§ **Instruções da tarefa**: Quais produtos da farmácia o trecho da fonte abaixo diz estarem em exibição na quantidade de "dez mil"? Liste todos.

7.4.05




Mundos sujos: ficção e realidade

Um ótimo livro cubano e uma pergunta às autoridades que defendem Duda Mendonça, o Intocável

"Entro numa farmácia e encontro uma prateleira estocada com dez marcas de escovas de dentes, cada uma oferecendo dez modelos diferentes; cada modelo, dez cores; cada cor, dez escovas pendendo de ganchos. Deve haver umas dez mil escovas de dentes em exibição e os fregueses caminham alheios à abundância que os cerca; os dez mil esmaltes de unha; os dez mil prendedores de cabelo; os dez mil batons."

§ **Amostra dos dados**:

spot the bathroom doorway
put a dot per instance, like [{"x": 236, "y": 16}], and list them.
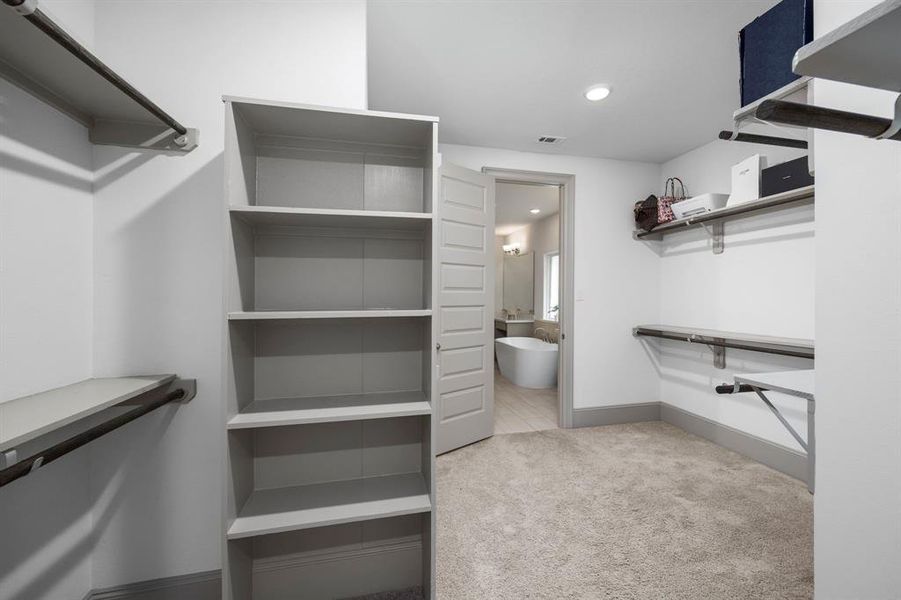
[{"x": 529, "y": 302}]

§ **Resposta da tarefa**:
- Escovas de dentes
- Esmaltes de unha
- Prendedores de cabelo
- Batons